** begin Source extract **

Claimed sightings of the Loch Ness Monster date back to 1933, though there have been rumors of a beast in the waters since the 7th century. With its stunning views and untouched landscapes, Loch Ness is ideal for walking and hiking and is also the site for the annual Baxters Loch Ness Marathon. The loch is also a popular spot for sailing and fishing enthusiasts, with salmon, pike, trout and more living in its fresh waters.
Edinburgh has an almost fairy-tale setting and every step is a revelation. Its magnificent architecture shifts from the proud tenements of its medieval Old Town, to the grace and geometric precision of the Georgian New Town. Above it all stands Edinburgh Castle perched high on its volcanic rock looking down on a city where medieval lanes and elegant, sweeping terraces hold over ten centuries of history, mystery, and tradition.

** end Source extract **
** begin Dataset entries **

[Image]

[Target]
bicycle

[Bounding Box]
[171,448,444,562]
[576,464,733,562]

** end Dataset entries **

> **What you will do**:
1. Answer these questions from the passage about Loch Ness and Edinburgh:
(a) To what year do claimed sightings of the Loch Ness Monster date back?
(b) Which annual event takes place at Loch Ness?
(c) On what does Edinburgh Castle stand?
2. Reproduce word for word the part of the passage about Loch Ness and Edinburgh starting at "Claimed sightings of" and ending at "its fresh waters.".

> **Responses for each task**:
1.
(a) 1933
(b) The Baxters Loch Ness Marathon
(c) Its volcanic rock

2.
Claimed sightings of the Loch Ness Monster date back to 1933, though there have been rumors of a beast in the waters since the 7th century. With its stunning views and untouched landscapes, Loch Ness is ideal for walking and hiking and is also the site for the annual Baxters Loch Ness Marathon. The loch is also a popular spot for sailing and fishing enthusiasts, with salmon, pike, trout and more living in its fresh waters.